Print every line of the listing exactly, please.

## start Supplied data

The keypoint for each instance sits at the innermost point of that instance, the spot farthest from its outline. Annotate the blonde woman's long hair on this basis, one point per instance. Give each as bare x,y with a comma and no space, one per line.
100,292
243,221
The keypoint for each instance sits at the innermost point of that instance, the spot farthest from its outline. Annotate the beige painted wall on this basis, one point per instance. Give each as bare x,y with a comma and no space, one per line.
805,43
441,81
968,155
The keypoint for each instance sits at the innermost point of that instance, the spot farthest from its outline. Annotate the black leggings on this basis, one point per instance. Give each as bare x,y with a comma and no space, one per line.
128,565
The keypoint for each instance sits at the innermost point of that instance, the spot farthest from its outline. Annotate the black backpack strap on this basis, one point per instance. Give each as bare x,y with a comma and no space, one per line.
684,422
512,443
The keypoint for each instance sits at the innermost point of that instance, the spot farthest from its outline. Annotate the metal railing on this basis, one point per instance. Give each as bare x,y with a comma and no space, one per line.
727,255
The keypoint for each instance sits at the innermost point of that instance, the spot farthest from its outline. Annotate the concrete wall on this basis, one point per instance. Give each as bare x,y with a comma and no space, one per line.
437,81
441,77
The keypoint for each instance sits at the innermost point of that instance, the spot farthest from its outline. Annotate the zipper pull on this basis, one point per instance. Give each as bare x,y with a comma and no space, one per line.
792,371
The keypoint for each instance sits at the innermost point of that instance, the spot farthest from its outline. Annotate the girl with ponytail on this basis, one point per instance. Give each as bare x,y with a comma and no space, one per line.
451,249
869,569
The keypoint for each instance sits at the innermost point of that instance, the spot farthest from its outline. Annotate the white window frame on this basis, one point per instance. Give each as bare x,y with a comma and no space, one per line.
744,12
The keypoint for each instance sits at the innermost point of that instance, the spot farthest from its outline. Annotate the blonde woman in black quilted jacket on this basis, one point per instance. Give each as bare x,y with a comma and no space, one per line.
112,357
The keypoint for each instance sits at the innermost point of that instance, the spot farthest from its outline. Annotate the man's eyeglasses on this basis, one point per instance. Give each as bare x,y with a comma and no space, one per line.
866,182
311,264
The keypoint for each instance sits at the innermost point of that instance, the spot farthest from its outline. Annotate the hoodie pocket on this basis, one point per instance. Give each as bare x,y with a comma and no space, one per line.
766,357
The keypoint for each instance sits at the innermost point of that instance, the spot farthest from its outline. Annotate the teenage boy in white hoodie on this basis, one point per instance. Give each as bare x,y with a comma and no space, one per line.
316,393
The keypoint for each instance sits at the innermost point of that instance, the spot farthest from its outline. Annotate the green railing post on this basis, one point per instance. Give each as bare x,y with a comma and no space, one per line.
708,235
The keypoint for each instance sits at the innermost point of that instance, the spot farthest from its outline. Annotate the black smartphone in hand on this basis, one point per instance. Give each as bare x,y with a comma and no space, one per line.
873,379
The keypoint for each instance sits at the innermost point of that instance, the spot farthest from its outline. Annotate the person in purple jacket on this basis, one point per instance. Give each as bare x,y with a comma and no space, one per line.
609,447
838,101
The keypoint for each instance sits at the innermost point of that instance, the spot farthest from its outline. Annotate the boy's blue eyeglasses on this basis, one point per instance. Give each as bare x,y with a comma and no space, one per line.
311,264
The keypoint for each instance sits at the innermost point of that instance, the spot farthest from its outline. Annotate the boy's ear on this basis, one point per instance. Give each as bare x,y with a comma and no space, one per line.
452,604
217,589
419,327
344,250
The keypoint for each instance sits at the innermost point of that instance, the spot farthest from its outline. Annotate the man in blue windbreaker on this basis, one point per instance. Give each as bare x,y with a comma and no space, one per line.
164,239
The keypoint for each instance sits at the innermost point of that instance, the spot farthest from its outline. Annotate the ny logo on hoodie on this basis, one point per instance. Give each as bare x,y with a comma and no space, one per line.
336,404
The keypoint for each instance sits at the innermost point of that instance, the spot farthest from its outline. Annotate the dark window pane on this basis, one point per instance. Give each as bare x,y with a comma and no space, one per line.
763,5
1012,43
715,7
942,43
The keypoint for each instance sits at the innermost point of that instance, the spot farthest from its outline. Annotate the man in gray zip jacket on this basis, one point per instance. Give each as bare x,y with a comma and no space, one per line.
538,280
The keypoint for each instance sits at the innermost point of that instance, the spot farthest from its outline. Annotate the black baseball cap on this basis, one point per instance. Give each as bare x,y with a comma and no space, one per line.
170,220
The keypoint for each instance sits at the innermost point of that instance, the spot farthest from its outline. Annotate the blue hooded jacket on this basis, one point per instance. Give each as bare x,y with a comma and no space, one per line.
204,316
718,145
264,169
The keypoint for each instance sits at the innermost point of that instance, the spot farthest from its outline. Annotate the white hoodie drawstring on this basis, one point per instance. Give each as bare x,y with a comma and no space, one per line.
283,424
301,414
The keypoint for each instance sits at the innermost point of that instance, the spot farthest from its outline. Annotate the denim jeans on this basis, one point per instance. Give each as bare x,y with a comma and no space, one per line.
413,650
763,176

## end Supplied data

## Expected output
The keypoint for each instance sits at the innermost point of that instance, the spot farthest from its outline. Annotate the blonde woman's long hair on this basis, one point per instance. Give each as bare x,y with a comma and no space, one per line.
100,292
243,221
The keypoint for each instance sits at the innermost point of that instance, the spot farthest from its outline. Annotate the beige painted wall on this basis, one point per instance. Give each as bare x,y with a comma and no space, one per line.
805,43
441,81
968,155
The keypoint for each instance sits at the innermost point of that instance, the spot farthest from its outline. Annotate the black leggings on this basis, one point per instance. Give each as bare x,y with a comma and no space, one per line.
128,565
The keypoint for each instance sits at the innermost point of that instance, the spot farthest from its outline. Annotate the black backpack strap on this basis, one point per instance. Give each as bare x,y with a comma and no space, one per line.
684,422
512,443
The keypoint for each instance sits at the innermost point of that instance, the spot farthest from its outline. Annotate the metal railing on this basis, one point per instance. Give each as bare x,y with a comma and no space, one per line.
727,255
The keypoint for each instance sits at the innermost point of that instance, the spot farthest from its outline. Annotate the concrete wall on this basis, one point per instance. Give each as bare x,y with a comma and no space, one per line.
437,81
441,77
The keypoint for each instance sits at the innermost point of that instance, the spot farthest from its outline. Annotate the zipper pull on this basis, one point per instance. Give each as bare x,y with a comma and no space, one per line.
792,371
The keypoint for each instance sits at the innermost point of that instance, the spot farthest from its outline. Annotate the girl with ponytail on this basis, one point per instance. Give each as bare x,y with a comma and no space, one per line.
451,249
869,569
The keypoint for each instance sits at the innermost point of that instance, the spot farthest from its outline. Annotate the white window frame on this basis, one point per instance. Give each as bare x,y with a comma and no space, one per line.
744,12
The keypoint for each instance sits at the innermost point of that instance, the spot farthest from its outline. Annotate the blonde woman in black quilted jacket on this basis, one point per instance. Give each as bare x,y with a comma and no space, one per line.
112,357
The keypoint for each instance sits at the innermost point of that instance, the spot farthest from its outline. Annotate the man's eyeglasses on this basis, one point per instance. Give each as bare x,y with a comma and no space, one per line.
866,182
311,264
The keypoint for each instance sits at the innermost point of that instance, the spot farthest from its outline. Annotate the hoodie pocket on this basis, one point per instance. Give each as bare x,y with a comma and no space, one per line.
766,357
The keypoint for each instance sits at the innermost point of that instance, the spot farthest from its outline. Annotate the teenage boy in white hoodie on this basis, one point per instance. Give each as bare x,y with a comma and no space, one per line.
316,393
The keypoint for each instance sits at the innermost point of that instance, the spot farthest from its outline. Annotate the green railing post on this basis, one point per instance. Give each as bare x,y with a comma and no space, one per line.
708,235
The keypoint for each instance sits at the innermost point of that instance, the spot farthest from its outline. Annotate the black smartphone in hand on this basis, one point per instance. Give each as bare x,y with a comma and no space, one per line.
873,379
The keypoint for each instance sits at the innermost point of that instance, the spot farthest from its outline. Annotate the person in purple jacket on this basis, one point per instance. Give each as bare x,y with a comma and no space, one per line.
609,447
838,101
The keypoint for each instance sits at the innermost point of that instance, the spot farthest from its outline. Annotate the boy's blue eyeglasses on this basis, one point per instance. Give each as bare x,y with a comma and no space, one per line.
311,264
The keypoint for each instance sits at the innermost point of that instance, the spot farthest from its outline. Annotate the boy's ear on this basis, one point per instance. Give each as bare x,y with a comma and no space, one per line.
452,604
217,589
419,327
344,250
The keypoint for each instance sits at the innermost point of that instance, the spot farthest from its outline. Annotate the man in blue windbreaker on this basis, one point per instance. Give each as bare x,y with a comma and no space, one per line.
164,239
The keypoint for each instance sits at the innermost point of that instance, the spot farthest from its outline. Annotate the ny logo on hoodie on this basis, one point per instance. Give each as bare x,y with a comma and no space, one per line.
336,404
The keypoint for each instance sits at the innermost point of that instance, the spot farthest from its outline. Annotate the dark window pane on this basis, one point per instance. Give each as bare x,y with a comma and no space, one per line.
763,5
1012,43
715,7
942,43
The keypoint for each instance sits at the innermost point of that instance, the spot farthest from its outline. Annotate the man in gray zip jacket on this basis, one point per instance. Give each as bare x,y with a comma and no space, one per line.
538,280
The keypoint for each instance sits at the innermost point of that instance, the spot farthest from its outline. Annotate the black baseball cap on this basis, one point per instance. Give each as bare x,y with a comma and no space, one per line.
170,220
The keypoint for each instance sits at the innermost point of that instance, the spot farthest from its outline. Annotate the blue hooded jacket on this basis, one point per instance. Give each as bare x,y with a comma and no space, one per line.
204,316
718,145
264,169
The keypoint for each instance sits at the innermost point of that instance, the spot farthest from its outline. Annotate the white hoodie drawstring on this basis, one point per instance. Give each as bare x,y with a comma and no space, one per line.
283,424
301,414
The keypoint for each instance sits at the innermost point of that instance, the spot farthest from its outline. Annotate the denim jeans on this basis, one point per instance. Give each as bare x,y with a comma and no space, one per line.
413,650
763,176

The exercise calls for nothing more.